Point-per-instance localization data:
::::

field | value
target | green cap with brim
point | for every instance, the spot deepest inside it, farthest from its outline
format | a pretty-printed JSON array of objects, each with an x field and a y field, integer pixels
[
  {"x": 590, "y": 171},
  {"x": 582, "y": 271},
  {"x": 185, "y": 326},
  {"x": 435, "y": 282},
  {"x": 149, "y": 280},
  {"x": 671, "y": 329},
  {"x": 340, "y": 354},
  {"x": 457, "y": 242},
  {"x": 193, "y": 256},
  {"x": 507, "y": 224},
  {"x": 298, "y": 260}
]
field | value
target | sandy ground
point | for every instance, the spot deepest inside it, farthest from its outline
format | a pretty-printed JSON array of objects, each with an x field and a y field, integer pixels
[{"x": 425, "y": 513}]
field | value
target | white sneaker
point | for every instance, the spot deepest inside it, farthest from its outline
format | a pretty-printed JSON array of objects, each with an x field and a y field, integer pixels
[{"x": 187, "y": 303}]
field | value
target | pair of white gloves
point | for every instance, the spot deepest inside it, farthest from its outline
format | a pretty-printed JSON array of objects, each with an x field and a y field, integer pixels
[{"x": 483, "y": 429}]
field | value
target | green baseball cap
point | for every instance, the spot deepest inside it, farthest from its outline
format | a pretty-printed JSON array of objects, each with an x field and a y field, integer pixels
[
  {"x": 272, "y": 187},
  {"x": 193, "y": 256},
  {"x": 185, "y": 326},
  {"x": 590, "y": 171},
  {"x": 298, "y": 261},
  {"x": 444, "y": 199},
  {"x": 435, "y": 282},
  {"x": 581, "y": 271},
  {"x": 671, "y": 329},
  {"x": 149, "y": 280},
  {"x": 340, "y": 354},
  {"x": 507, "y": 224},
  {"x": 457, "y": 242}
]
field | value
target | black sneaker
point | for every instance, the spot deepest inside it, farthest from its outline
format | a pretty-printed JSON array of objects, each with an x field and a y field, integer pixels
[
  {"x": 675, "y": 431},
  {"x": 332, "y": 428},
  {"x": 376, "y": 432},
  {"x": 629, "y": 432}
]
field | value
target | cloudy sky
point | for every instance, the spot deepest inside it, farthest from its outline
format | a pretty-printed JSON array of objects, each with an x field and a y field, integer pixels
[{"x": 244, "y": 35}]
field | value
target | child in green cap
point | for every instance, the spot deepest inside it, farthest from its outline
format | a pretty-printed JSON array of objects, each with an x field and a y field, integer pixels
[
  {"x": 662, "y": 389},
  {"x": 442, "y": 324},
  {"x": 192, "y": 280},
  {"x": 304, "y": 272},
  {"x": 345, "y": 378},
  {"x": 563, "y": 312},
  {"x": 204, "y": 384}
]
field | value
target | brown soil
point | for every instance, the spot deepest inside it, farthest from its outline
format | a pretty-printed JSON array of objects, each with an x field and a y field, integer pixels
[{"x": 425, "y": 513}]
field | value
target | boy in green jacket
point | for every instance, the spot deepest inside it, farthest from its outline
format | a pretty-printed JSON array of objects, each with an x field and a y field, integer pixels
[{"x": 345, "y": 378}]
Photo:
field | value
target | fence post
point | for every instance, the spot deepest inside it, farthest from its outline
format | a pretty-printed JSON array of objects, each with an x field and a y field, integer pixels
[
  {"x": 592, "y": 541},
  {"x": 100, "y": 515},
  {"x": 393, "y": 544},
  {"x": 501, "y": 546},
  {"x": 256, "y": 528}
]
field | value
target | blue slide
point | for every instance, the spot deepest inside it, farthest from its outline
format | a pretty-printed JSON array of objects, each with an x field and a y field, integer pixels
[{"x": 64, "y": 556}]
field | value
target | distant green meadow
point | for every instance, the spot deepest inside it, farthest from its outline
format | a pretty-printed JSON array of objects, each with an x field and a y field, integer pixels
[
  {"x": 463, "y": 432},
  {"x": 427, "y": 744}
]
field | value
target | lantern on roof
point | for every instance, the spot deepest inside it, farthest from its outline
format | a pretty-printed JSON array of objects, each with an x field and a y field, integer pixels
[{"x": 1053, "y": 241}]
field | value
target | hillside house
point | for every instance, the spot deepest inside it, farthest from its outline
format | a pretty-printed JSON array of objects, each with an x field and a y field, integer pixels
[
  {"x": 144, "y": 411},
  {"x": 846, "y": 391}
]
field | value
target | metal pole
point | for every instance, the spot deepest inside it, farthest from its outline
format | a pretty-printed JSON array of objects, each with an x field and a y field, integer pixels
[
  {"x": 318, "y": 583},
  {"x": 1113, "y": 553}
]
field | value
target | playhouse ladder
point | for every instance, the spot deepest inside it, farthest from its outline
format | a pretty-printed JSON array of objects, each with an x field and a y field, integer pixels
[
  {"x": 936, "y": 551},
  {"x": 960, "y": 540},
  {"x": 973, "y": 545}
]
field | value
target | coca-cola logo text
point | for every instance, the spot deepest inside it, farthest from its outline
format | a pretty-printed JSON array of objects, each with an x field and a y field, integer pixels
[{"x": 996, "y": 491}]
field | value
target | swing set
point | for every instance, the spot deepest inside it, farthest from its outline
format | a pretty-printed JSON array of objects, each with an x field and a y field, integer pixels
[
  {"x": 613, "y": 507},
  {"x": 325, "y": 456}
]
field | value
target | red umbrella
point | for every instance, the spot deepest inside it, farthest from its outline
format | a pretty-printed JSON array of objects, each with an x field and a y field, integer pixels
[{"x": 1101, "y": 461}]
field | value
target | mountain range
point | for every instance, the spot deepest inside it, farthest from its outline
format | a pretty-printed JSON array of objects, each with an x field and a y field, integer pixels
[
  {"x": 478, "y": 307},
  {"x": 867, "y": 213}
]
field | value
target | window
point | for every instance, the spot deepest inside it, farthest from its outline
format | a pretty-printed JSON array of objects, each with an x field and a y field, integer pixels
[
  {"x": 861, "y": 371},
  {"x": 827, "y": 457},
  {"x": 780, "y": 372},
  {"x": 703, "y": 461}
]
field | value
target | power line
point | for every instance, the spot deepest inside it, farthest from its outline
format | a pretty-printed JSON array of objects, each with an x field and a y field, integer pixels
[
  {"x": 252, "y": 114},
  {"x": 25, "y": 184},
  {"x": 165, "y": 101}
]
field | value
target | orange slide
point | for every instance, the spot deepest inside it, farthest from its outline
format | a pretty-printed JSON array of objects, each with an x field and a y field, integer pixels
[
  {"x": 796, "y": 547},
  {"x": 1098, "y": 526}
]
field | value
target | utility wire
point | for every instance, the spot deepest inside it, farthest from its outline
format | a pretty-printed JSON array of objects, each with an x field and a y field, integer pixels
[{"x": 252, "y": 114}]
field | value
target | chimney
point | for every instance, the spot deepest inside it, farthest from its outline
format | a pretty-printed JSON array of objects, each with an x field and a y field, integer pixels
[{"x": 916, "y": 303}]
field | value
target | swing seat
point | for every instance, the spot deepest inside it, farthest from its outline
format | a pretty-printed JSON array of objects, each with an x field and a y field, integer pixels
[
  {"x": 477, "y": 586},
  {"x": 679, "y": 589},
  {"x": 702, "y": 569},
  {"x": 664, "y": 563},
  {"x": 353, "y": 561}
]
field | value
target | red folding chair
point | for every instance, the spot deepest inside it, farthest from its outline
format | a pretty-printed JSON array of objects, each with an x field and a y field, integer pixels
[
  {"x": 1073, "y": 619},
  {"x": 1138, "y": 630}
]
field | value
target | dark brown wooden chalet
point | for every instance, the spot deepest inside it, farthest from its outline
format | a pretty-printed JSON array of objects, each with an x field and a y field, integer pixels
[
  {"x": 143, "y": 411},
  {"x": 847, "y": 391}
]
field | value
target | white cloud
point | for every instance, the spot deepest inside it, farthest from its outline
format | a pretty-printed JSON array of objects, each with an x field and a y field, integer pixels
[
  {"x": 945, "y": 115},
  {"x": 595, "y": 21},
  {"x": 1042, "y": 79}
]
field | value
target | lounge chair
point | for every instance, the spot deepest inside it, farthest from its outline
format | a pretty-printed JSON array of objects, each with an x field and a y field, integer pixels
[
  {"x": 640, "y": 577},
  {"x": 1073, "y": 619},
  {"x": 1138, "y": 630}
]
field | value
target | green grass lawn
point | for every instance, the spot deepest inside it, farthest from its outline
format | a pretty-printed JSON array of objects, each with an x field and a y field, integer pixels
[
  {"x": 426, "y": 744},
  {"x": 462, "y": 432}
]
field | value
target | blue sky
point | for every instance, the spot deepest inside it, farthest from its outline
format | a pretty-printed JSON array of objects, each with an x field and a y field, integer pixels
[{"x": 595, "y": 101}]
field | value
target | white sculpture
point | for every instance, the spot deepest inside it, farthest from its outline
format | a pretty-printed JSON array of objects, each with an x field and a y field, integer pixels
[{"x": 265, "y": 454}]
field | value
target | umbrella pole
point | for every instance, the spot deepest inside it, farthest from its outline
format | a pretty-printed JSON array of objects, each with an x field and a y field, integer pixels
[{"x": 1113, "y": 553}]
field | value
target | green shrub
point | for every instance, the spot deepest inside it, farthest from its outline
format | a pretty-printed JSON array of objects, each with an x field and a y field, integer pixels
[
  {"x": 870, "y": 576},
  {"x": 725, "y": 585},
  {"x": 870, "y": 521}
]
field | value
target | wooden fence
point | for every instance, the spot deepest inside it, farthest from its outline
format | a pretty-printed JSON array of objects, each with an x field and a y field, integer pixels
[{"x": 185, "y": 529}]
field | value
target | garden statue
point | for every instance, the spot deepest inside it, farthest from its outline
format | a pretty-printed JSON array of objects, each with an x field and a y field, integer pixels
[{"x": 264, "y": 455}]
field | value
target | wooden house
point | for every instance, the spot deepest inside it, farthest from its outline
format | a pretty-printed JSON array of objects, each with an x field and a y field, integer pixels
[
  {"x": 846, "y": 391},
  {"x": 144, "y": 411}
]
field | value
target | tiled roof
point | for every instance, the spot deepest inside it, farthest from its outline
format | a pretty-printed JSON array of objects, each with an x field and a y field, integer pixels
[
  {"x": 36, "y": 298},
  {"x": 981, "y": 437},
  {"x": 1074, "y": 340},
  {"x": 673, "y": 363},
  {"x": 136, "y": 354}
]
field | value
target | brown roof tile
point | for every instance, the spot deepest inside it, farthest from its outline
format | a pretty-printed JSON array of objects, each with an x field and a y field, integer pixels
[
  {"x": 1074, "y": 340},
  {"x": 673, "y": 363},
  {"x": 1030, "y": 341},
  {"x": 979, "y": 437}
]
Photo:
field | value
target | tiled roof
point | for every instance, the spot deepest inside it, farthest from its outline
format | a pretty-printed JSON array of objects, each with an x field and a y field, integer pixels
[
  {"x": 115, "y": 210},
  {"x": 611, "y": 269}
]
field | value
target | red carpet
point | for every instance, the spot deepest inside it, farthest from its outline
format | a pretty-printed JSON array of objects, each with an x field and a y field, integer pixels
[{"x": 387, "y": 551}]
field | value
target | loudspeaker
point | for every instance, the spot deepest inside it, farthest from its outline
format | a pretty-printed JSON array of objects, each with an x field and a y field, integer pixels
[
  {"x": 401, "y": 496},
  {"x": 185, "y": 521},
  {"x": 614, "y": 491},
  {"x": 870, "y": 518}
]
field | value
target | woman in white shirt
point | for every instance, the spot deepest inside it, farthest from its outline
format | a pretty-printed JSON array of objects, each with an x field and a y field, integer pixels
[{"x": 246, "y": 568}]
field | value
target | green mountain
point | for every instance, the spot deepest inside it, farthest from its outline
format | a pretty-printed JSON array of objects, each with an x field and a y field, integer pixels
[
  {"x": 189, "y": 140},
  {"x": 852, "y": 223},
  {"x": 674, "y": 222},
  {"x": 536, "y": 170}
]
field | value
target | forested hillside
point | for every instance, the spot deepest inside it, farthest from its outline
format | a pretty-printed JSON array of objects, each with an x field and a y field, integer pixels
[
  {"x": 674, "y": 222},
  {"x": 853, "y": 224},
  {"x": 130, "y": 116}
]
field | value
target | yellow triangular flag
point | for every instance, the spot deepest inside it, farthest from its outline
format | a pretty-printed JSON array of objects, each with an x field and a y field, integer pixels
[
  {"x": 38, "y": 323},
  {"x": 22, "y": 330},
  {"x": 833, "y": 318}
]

::::

* **WORK ITEM**: Using the entries above, repeat only the lines from the one containing "target | utility wire" through the one containing "target | swing seat", end lines included.

* **SOLVED PROBLEM**:
target | utility wire
point | for every instance, the spot deepest inside it, farthest from its outline
format | a pretty-printed JSON array of objects, each with an x field and a y field, integer pixels
[{"x": 252, "y": 114}]
field | value
target | chimney
point | for every instance, the spot deepest inside it, farthest from its outline
format | a pretty-printed JSON array of objects, each with an x field and a y field, integer pixels
[{"x": 916, "y": 303}]
field | value
target | swing seat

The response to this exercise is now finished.